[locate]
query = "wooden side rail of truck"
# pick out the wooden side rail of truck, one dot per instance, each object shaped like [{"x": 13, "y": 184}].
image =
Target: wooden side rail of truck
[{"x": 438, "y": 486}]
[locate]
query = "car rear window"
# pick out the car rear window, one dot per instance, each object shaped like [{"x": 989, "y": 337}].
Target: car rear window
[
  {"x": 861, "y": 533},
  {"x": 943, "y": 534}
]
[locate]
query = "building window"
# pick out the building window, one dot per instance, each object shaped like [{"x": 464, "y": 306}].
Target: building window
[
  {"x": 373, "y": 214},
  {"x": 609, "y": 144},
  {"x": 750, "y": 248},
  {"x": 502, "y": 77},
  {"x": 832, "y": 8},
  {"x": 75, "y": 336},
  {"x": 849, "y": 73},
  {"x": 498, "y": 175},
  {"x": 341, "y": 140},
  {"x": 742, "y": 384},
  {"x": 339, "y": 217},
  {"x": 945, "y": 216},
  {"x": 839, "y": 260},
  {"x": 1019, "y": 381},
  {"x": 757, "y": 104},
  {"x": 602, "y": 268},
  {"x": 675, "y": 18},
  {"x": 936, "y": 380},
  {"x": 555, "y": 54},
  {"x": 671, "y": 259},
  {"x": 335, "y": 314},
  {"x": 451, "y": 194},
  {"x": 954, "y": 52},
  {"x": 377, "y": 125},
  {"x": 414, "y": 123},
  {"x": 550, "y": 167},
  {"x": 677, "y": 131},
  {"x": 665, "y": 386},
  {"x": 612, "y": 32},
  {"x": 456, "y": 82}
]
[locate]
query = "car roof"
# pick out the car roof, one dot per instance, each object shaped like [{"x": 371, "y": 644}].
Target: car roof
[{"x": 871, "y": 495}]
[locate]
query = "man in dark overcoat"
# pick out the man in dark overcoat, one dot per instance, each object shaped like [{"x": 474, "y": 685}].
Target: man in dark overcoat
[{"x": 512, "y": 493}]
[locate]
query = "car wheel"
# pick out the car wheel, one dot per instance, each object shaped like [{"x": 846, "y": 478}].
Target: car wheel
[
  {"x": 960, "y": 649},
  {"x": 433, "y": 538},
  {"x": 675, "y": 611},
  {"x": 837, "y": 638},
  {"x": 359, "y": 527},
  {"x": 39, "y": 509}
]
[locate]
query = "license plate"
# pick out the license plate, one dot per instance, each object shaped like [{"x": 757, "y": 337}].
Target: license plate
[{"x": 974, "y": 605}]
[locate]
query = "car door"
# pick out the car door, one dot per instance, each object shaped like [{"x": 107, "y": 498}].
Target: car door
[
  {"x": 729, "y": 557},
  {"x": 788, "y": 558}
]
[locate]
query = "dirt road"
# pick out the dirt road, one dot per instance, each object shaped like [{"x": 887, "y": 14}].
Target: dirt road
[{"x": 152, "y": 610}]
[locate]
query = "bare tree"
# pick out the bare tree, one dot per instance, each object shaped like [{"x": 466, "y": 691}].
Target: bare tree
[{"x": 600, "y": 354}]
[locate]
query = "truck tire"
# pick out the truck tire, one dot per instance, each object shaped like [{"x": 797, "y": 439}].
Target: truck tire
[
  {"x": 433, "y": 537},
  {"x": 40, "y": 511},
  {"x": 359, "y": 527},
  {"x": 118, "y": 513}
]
....
#### ACTION ITEM:
Return the listing verbatim.

#### WRITTEN ANSWER:
[locate]
query = "wooden side rail of truck"
# pick out the wooden side rail of truck, one dot per instance, each object shaped like [{"x": 13, "y": 184}].
image =
Target: wooden side rail of truck
[{"x": 438, "y": 486}]
[locate]
query = "car rear window"
# pick out the car rear window, one dot per instance, each object shaped like [{"x": 989, "y": 337}].
Target: car rear window
[
  {"x": 861, "y": 533},
  {"x": 943, "y": 534}
]
[locate]
query = "building window"
# pick out the building window, one dot per instance, each object shaped like [{"x": 464, "y": 306}].
Target: building window
[
  {"x": 373, "y": 214},
  {"x": 609, "y": 144},
  {"x": 750, "y": 248},
  {"x": 502, "y": 77},
  {"x": 832, "y": 8},
  {"x": 75, "y": 336},
  {"x": 849, "y": 73},
  {"x": 498, "y": 175},
  {"x": 341, "y": 140},
  {"x": 742, "y": 384},
  {"x": 339, "y": 217},
  {"x": 945, "y": 216},
  {"x": 839, "y": 260},
  {"x": 1019, "y": 381},
  {"x": 757, "y": 104},
  {"x": 602, "y": 268},
  {"x": 675, "y": 18},
  {"x": 936, "y": 380},
  {"x": 555, "y": 54},
  {"x": 671, "y": 259},
  {"x": 335, "y": 314},
  {"x": 451, "y": 194},
  {"x": 954, "y": 52},
  {"x": 377, "y": 125},
  {"x": 414, "y": 123},
  {"x": 550, "y": 167},
  {"x": 677, "y": 131},
  {"x": 665, "y": 386},
  {"x": 612, "y": 32},
  {"x": 456, "y": 82}
]
[locate]
query = "car roof"
# pick out the car roof, one dot per instance, each object shaped like [{"x": 371, "y": 644}].
Target: car roof
[{"x": 871, "y": 495}]
[locate]
query = "man in dark overcoat"
# pick out the man in dark overcoat, one dot per instance, each object shaped like [{"x": 474, "y": 685}].
Target: man in dark overcoat
[{"x": 512, "y": 493}]
[locate]
query = "car wheel"
# pick out the car wheel, one dot per instance, each object shaped like [{"x": 846, "y": 478}].
Target: car wheel
[
  {"x": 960, "y": 649},
  {"x": 433, "y": 538},
  {"x": 675, "y": 611},
  {"x": 837, "y": 638},
  {"x": 359, "y": 527},
  {"x": 39, "y": 509}
]
[locate]
query = "license plate"
# pick out the license plate, one dot per instance, each object shaped like [{"x": 757, "y": 337}].
Target: license plate
[{"x": 974, "y": 605}]
[locate]
query = "car door"
# pick out the car door, one dot per instance, each object shaped like [{"x": 107, "y": 498}].
Target: car door
[
  {"x": 729, "y": 557},
  {"x": 788, "y": 558}
]
[locate]
query = "dirt road"
# pick out the dirt road, one dot per instance, each object shaped like [{"x": 887, "y": 14}].
Target: dirt road
[{"x": 152, "y": 610}]
[locate]
query = "bare tree"
# pick out the bare tree, one dot per instance, each object shaped like [{"x": 466, "y": 691}].
Target: bare tree
[{"x": 600, "y": 354}]
[locate]
query = "truck tire"
# pick out the truck tire, one dot per instance, each object shaped like [{"x": 797, "y": 439}].
Target: truck tire
[
  {"x": 433, "y": 537},
  {"x": 40, "y": 511},
  {"x": 359, "y": 527},
  {"x": 118, "y": 513}
]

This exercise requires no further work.